Your goal:
Scan the entries that follow and work out how many lines contain "below". Give the number and nothing else.

Source records:

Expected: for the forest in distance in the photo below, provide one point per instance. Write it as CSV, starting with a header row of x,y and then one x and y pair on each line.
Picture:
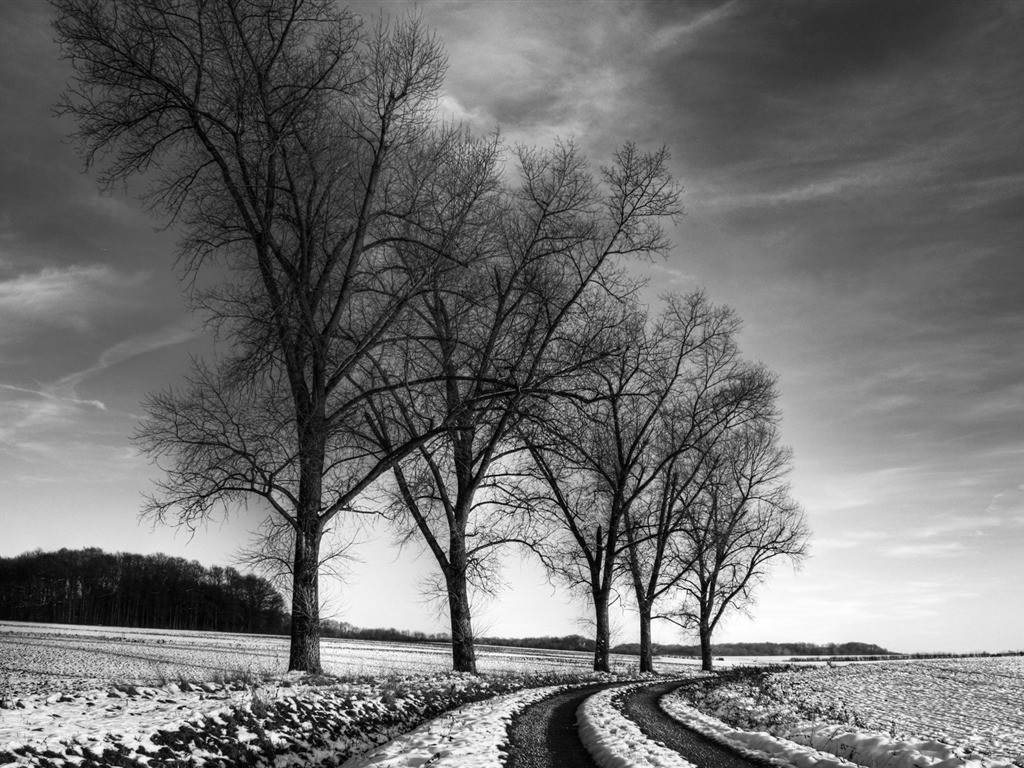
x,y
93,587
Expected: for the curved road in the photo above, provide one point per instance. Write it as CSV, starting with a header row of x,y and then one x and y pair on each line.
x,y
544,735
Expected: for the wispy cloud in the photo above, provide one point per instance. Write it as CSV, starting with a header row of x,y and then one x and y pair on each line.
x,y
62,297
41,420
==
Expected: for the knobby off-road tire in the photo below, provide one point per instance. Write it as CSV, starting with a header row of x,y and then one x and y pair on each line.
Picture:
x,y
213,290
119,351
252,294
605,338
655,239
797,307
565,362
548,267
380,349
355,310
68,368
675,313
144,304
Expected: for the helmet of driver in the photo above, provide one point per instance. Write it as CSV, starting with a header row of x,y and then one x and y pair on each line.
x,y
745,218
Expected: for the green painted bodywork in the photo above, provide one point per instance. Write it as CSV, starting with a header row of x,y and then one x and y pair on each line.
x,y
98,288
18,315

Solution to this problem:
2